_Description of the task:_ Copy the passage on sentiment analysis of Spanish tweets below word for word, from start to finish.

──────── Excerpt provided

However, recent advances and mechanisms that have improved the NLP state-of-the-art have been published only for English SA. Meanwhile, in other languages such as the Spanish and its variants, these state-of-the-art advances are applied progressively in a slow way due to it is necessary to adjust them to work correctly in these languages.

One of these recent improvements is the proposal of the Transformer model in [26] for machine translation. This architecture is based on multi-head self-attention, dispensing with convolution and recurrences to learn relationships among words. The relationships captured by this kind of attention have shown to be effective on English SA tasks [1, 12] outperforming other systems based on Bidirectional LSTM and CNN on corpora such as Sentiment Stanford TreeBank [22] and SenTube [25].

3 Task description

In order to validate our proposal for SA on Twitter in the Spanish language, we decided to participate in the Task 1 of TASS 2019.

This task consists on assigning global polarity to tweets on four classes $ℂ = {N, NEU, NONE, P}$ . Classes P and N refers to positive and negative sentiment respectively. Class NEU refers to the case where both positive and negative polarities are present in the tweet. The NONE class is used for tweets which do not convey any polarity.

The organizers provided the InterTASS corpus composed by tweets from 5 different Spanish-speaking countries: Spain (ES), Peru (PE), Costa Rica (CR), Uruguay (UY) and Mexico (MX). For each Spanish variant 3 sample sets have been defined: training set (TR), development set (DV) and test set (TS). Only one Spanish variant can be used both for training and testing the system. Consequently, 5 different evaluations, one per Spanish variant, were proposed. Some statistics of the InterTASS corpus are shown in Table 1.

────────────────
──────── Dataset section

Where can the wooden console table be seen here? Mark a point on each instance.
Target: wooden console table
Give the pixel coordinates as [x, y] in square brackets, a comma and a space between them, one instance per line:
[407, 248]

────────────────

_Task output:_
However, recent advances and mechanisms that have improved the NLP state-of-the-art have been published only for English SA. Meanwhile, in other languages such as the Spanish and its variants, these state-of-the-art advances are applied progressively in a slow way due to it is necessary to adjust them to work correctly in these languages.

One of these recent improvements is the proposal of the Transformer model in [26] for machine translation. This architecture is based on multi-head self-attention, dispensing with convolution and recurrences to learn relationships among words. The relationships captured by this kind of attention have shown to be effective on English SA tasks [1, 12] outperforming other systems based on Bidirectional LSTM and CNN on corpora such as Sentiment Stanford TreeBank [22] and SenTube [25].

3 Task description

In order to validate our proposal for SA on Twitter in the Spanish language, we decided to participate in the Task 1 of TASS 2019.

This task consists on assigning global polarity to tweets on four classes $ℂ = {N, NEU, NONE, P}$ . Classes P and N refers to positive and negative sentiment respectively. Class NEU refers to the case where both positive and negative polarities are present in the tweet. The NONE class is used for tweets which do not convey any polarity.

The organizers provided the InterTASS corpus composed by tweets from 5 different Spanish-speaking countries: Spain (ES), Peru (PE), Costa Rica (CR), Uruguay (UY) and Mexico (MX). For each Spanish variant 3 sample sets have been defined: training set (TR), development set (DV) and test set (TS). Only one Spanish variant can be used both for training and testing the system. Consequently, 5 different evaluations, one per Spanish variant, were proposed. Some statistics of the InterTASS corpus are shown in Table 1.